Well, lately it’s been super collaborative and very jam influenced.  It’s super exciting actually.  We are playing telepathically and experimenting more than ever.  We are getting real comfortable doing that.  When they aren’t long instrumental pieces, I usually have a lot of the songs mostly written ahead of time.  The first two albums were written by myself and then I’d present them to the band.  I like doing that and hate doing that at the same time.  I think it’s good for the band to sound like the band…not just one person’s vision.  That’s taken a lot of learning on my behalf to get used to, but it’s for the better.    I think a lot about songwriting though.  I think that every song I write is just a gift from the universe.  More often than not, it just pours out in a couple of minutes. Rarely do I have to work on it.  I don’t know where it comes from or when it’s coming…it just happens.  I hope that never stops.  You can get ‘good’ at writing songs, but I doubt I’ll ever be the songwriter who could just sit down and do it on queue.  My universe just gets in tune with itself and *poof* THC has another song to rehearse.     Naish is a riff machine, to his credit.  He’s been really pushing Jeff and I’s playing since he joined the band.  When we were without a bass player (when we recorded the studio tracks for Uno Dose)  Jeff would sit down at the drum kit and I’d kick on the fuzz pedal and away we went.  Still, it just happened…almost telepathically.  Jeff could tell when I was on to something and he’d hurry to get the recorder going and get behind the set.  It’s one of the most amazing things in my life and I cherish greatly.  It’s not to be taken lightly or for granted if you have that gift, no matter what level you get to take it to.
      
How do you like to record? Do you all enjoy studio work?
We LOVE recording.  We haven’t gotten to do a lot with Mike, but Jeff and I would just stay in the studio all of the time if we could.  We’ll probably end up with a real deal studio in the near future and run it as a production team (THE DOUGH BROS. ! 🙂 ).  For real.  The thing about recording is that you do it the way it works best for you, the best tool for the job is the one you already have, and it has to serve the song…not your personal desires.   I could write a whole thesis about recording.  I like playing live, but I would be perfectly happy if I just push record and handle faders for the rest of my life.    To be specific to your question, we record at Jeff’s Crunchtone Studios.  All of our stuff has been recorded there except the live tracks on Uno Dose. We did that in our friend’s, The McGregors, big barn in the middle of a corn field, somewhere in the Indiana country side.  They like there privacy, so that’s all you get on that.   Anyway, we record digitally.  I have a tape machine, but it broke right in time for us to start on Midwest Electric….so it all got done on a computer.  We’d love to record to tape in a professional recording studio, and we might end up doing that for the next record, but we have more technology to record than anyone of us thought we would when we started, so we are grateful.  We don’t have as much as some people, but more than most musicians who do what we do.  It’s a blessing. 
Your very first album came out a few years ago. The Heavy (Please Tune In…) was digital release. What can you tell us about it?

**SUPPLIED RECORDS**.
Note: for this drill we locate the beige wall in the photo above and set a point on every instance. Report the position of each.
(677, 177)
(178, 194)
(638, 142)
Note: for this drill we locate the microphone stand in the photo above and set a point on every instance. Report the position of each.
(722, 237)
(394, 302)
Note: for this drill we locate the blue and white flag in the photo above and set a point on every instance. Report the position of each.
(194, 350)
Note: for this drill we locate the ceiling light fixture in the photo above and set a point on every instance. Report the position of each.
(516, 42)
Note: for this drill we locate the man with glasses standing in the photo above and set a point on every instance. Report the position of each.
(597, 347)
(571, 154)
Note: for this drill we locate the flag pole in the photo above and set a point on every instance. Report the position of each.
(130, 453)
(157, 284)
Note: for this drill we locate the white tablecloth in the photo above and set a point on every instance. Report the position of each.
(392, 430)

...

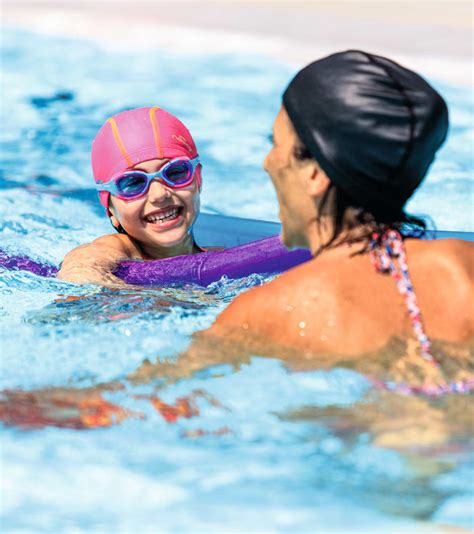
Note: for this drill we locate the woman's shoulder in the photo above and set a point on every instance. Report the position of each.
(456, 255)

**TASKS AND EXERCISES**.
#1 In the band interview, where were the live tracks on Uno Dose recorded?
#2 Please resume the band interview from the point where it stops.

**ANSWERS**.
#1 They were recorded in a big barn belonging to their friends, The McGregors, in the middle of a corn field in the Indiana countryside.

#2
Well, I wrote those songs right after I moved back to Lafayette from Indianapolis.  I was real depressed.  The bottom had just fallen out from under me.  I lost my girl, my job, and a lot of self-esteem.  It really marks an era of immense personal growth for me.  Most of those songs are just about depression though…you know, THE HEAVY.  But there was a sound that kept coming to me.  We had a good idea about how the songs went, but after I moved back, I knew what I was supposed to sing about.  “There’s a town south of here…” is about Indianapolis, but it’s also a metaphor for depression.  I’m in a better spot these days…less angry for sure…so I hope to never visit that place in my head again.    That record went over REAL well.  This is where I have to thank The Evil Engineer (formerly The Soda Shop’s) Bill Goodman.  He did THC a super solid. A LOT of other people got behind us…Todd at The Ripple Effect and JJ at The Obelisk for sure, and more recently Pat Harrington who plays us on his Electric Beard of Doom podcast.  Pat even played slide on State Flag Blues from Uno Dose.  Anyway,that is just the TIP of the iceberg, so to speak.   
So, back to the topic, I’m still shocked anyone listened to it.  When I realized that it had been listened to a couple thousands of times by people all over the world, that was the moment that I knew I wasn’t going to stop playing music…ever.  People in my hometown didn’t even know about it…and it is a musical place where people pay attention to bands that are on a roll.  It was so crazy that I could fly it under the radar here and people from Sweden, Itally, Ireland, Scotland, etc. kept tuning into it.  
Only recently have people here realized what we have been up to.  I have to say, that even though we have an international audience who really does support the music…and we REALLY appreciate that…when my hometown caught on, that made me real proud.  It feels like I get to give back to something that has given me so much.  
Your next release was Midwest Electric, which came out on CD. What do you think is the difference between your debut and your second album?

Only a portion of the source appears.